Records from a data collection:

[START]

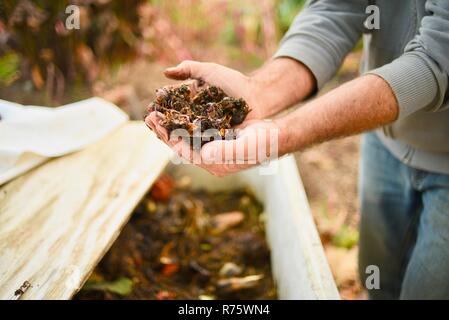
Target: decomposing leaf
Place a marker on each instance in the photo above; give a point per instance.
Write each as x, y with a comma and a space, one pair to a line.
238, 283
210, 108
223, 221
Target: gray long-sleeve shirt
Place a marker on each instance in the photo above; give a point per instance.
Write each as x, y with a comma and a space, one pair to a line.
410, 51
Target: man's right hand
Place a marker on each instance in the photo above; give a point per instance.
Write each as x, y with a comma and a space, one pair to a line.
233, 83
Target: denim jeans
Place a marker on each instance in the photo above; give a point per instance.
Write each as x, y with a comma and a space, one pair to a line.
404, 228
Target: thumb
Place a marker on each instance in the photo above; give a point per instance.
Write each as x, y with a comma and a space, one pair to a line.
218, 152
185, 70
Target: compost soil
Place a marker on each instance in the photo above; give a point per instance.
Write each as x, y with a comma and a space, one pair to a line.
185, 244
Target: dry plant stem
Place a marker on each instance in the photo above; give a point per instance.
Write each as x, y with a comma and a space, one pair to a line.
209, 108
281, 83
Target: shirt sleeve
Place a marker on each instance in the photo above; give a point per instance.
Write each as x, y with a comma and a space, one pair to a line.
322, 35
419, 77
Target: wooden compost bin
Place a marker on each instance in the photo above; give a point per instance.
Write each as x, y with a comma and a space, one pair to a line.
58, 220
299, 265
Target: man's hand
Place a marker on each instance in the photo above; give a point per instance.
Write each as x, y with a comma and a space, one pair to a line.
255, 143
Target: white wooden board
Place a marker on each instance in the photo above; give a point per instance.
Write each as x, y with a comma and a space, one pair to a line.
58, 220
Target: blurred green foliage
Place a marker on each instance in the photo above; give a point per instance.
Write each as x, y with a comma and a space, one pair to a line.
286, 12
9, 68
346, 237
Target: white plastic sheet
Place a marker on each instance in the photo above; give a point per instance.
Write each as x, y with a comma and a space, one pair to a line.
30, 135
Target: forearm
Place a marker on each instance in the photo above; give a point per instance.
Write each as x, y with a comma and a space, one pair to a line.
359, 105
281, 83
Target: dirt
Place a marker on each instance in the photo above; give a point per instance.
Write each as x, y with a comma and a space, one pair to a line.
196, 111
184, 244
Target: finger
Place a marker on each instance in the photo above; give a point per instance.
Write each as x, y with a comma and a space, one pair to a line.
160, 130
185, 70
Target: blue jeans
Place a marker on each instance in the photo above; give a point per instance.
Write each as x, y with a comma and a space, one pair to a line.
404, 228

[END]

Exercise details> Reproduce all of the data exactly, omitting each picture it holds.

Result of the exercise>
Target: decomposing leaf
Place a marker on each instance in the photo above; give a point per instance.
Write each as x, y with a comma and a space, one pair to a line.
238, 283
210, 108
223, 221
Target: gray long-sleeve shirt
Place a marker on each instance in the photo above; give a point per instance.
Write each as x, y with a comma and a space, one pair to a line.
410, 51
Target: man's right hand
Place a marker on each instance in the photo above; give a point per instance.
Write each as x, y with a comma and a space, one pair to a line.
233, 83
Target: denim jeans
Place a marker on each instance in the photo above; give a point per instance.
Write each as x, y with a comma and a space, one pair to a line.
404, 228
Target: thumb
Place a marker on each instance in the photo above; give a point per instance.
Write each as x, y with a comma and a space, one pair to a line.
218, 152
185, 70
Target: compost soil
Place a marker on each instance in the photo above; give a point per instance.
Write each as x, y with a comma and a space, one pair to a line.
185, 244
Target: dry plant stem
Place a marker on each instance in the photo above; give a point per instance.
Write each as x, y with a comma and a space, one pair to a line.
209, 108
281, 83
Target: shirt sleeve
Place a marker on each instance in the photo above; give a point per instance.
Write each as x, y with a comma and a space, one pair to a line.
322, 35
419, 77
Target: wooden compost bin
Place a marker on each instance in the photo above; give a point per instance.
Write each as x, y with a comma and a space, one pair to a line.
58, 220
299, 265
Target: man's hand
Place a marker on each instance in the photo above; give a point per instance.
Write each as x, y with a comma and a space, one pair to a line.
255, 143
Target: white wooden board
Place a marker on each instance in the photo above; give a point per instance.
Write each as x, y with a comma and a space, one pair to a line.
58, 220
Target: blurred green foliage
Place a marker on each instance in the photo above; give a point per instance.
Write each as x, y with a comma and a space, one pair to a line.
286, 12
9, 68
346, 237
Target: white plastic sheet
Place a marker on each instance in the photo above; give a point per instance.
Write each as x, y with a comma and a space, one pair to a line.
30, 135
Target: forearm
Place a marker on each instance in the photo above; give a point per instance.
Write each as x, y with a comma and a space, one pair to a line.
359, 105
281, 83
Target: dirt
Place a marker on each instance in the photo above; give a point per instance.
Write each as x, y with a comma and a space, one pair to a line.
196, 111
184, 244
Target: finger
Place a marker on each instance in the photo above; give a point per instance.
Write each as x, y with a comma and a space, one pair to a line.
160, 130
185, 70
Target: blue jeans
Place a marker on each instance in the photo above; give a point per instance.
Write each as x, y with a comma and a space, one pair to a line.
404, 228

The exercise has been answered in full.